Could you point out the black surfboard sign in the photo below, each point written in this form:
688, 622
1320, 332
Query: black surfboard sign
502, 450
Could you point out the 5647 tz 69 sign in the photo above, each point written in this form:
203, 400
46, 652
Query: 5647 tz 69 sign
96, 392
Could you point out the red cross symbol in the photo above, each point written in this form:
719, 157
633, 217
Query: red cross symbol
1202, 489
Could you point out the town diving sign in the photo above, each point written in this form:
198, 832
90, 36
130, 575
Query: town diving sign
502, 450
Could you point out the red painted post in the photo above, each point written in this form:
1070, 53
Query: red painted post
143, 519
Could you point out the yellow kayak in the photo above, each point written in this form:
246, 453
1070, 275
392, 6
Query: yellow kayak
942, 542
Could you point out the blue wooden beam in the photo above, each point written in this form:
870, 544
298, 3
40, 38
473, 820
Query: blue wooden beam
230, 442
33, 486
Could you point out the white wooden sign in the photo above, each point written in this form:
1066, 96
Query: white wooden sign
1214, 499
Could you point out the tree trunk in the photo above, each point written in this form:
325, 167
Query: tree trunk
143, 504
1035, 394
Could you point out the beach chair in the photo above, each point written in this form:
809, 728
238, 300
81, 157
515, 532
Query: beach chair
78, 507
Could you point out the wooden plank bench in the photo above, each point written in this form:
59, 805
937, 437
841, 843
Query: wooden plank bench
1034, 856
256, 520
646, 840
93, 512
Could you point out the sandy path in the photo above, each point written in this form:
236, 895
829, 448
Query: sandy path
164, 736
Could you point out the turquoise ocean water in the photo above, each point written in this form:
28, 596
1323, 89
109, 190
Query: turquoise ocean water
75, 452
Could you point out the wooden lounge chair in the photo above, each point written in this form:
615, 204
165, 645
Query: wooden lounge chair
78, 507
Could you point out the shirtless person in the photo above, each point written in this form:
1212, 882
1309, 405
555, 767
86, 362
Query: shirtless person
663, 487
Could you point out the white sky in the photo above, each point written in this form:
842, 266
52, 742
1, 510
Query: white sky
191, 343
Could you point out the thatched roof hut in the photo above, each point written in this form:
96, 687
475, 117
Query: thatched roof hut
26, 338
*****
#### Work instructions:
Copy out every one of the records above again, substituting "mark" for each "point out" and keeping everything else the same.

#### Exercise output:
Could you mark the black surfboard sign in the photo below, each point written in this form:
688, 622
1320, 332
Query: black surfboard sign
502, 450
Could you mark the 5647 tz 69 sign in the photo above, each point written in this form:
203, 400
46, 652
Query: 5647 tz 69 sign
96, 392
Could you mark the red cross symbol in the photo above, each point written in this form:
719, 157
633, 217
Query: red cross symbol
1202, 489
Could you mark the town diving sign in the photo above, each point written in this form:
198, 832
90, 36
130, 575
Query: town diving sign
502, 450
Could you mark the red painted post in the photo above, each point written in this form:
1070, 53
Query: red painted post
143, 519
Could you mark the yellow kayak in the photo above, each point written in this form:
246, 453
1070, 275
392, 6
Query: yellow kayak
942, 542
Could you mark the blue wooden beam in the photo above, each point written in this form:
870, 544
298, 3
40, 38
473, 820
Query: blue wooden beam
230, 442
33, 486
Could you mark the white wooden sign in the photo above, each point written in this form:
1066, 96
Query: white wooden sign
1214, 499
Could you mark the tree trunk in the photo above, each point written in this form:
325, 167
Query: tree trunk
143, 504
1035, 394
Could you mark the beach chair in the photo above, each point written in this form:
809, 728
238, 300
81, 157
515, 532
Query: beach chair
78, 507
Could you mark the wooden plank bench in the photo above, each point written in this form:
59, 805
937, 437
841, 843
Query: wooden plank bench
1034, 856
256, 520
646, 840
93, 512
Could you mark the sandy path in the photo above, each point written in this form:
236, 895
829, 448
Query: sandy path
164, 736
Could you mark the turquoise ocean water in the photo above, each point written in this form:
28, 596
1323, 89
109, 190
Query: turquoise ocean water
75, 452
Could you mark the wooden lounge chair in the photo above, each point written in this form:
615, 204
165, 645
Query: wooden lounge chair
78, 507
Could you mark the shirtless person in the photo above, each point written in this form:
1212, 882
1309, 405
555, 767
86, 362
Query: shirtless person
663, 487
Could you mark the white sky in the photo above, each point written in this form:
842, 266
52, 742
1, 510
Query: white sky
191, 343
Could you mark the thatched roof hut in the photo above, each point written in this form:
96, 687
475, 117
Query: thatched roof hut
26, 338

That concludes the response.